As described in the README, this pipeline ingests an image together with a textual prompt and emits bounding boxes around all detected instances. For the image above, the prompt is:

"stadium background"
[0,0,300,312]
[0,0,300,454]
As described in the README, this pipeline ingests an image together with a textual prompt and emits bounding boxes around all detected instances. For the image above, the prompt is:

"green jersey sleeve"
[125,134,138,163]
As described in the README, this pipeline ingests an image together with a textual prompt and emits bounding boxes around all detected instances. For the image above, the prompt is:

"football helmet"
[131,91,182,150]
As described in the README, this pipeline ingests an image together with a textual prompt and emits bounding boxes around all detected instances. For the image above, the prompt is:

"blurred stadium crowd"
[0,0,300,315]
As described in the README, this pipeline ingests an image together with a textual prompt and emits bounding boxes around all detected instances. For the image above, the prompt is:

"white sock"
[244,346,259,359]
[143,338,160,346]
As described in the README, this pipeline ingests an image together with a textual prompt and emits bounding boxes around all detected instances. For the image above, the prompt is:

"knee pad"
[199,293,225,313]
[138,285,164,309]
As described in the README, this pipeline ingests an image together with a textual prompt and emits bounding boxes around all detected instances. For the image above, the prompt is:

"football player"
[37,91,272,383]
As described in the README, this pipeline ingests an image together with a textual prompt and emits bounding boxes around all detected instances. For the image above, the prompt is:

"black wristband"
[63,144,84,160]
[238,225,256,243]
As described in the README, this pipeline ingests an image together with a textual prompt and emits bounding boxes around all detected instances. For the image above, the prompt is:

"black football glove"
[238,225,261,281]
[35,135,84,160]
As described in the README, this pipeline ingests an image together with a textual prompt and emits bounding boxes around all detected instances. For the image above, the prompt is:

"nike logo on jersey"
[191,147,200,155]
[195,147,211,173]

▸ Goal of the exercise:
From the records above, copy out each line that contains the word "black", matching upper and lower case exactly.

▸ Task answer:
"black wristband"
"black football glove"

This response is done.